▶ [Material for the task]:
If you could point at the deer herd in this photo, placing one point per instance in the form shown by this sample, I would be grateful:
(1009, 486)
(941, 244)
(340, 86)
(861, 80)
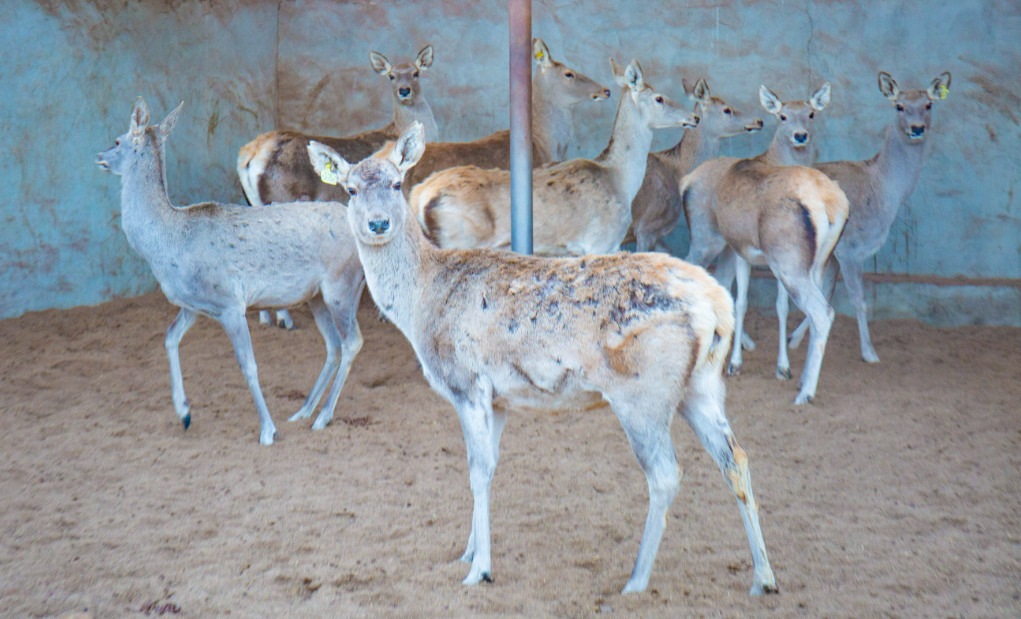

▶ [Aim of the task]:
Write the records out exactly, dropping every image.

▶ [Reply to the task]:
If you could point at the deer herd in this photo, placing one point per instance in the form shown by this sample, I would be grateful:
(1009, 486)
(941, 244)
(340, 86)
(861, 80)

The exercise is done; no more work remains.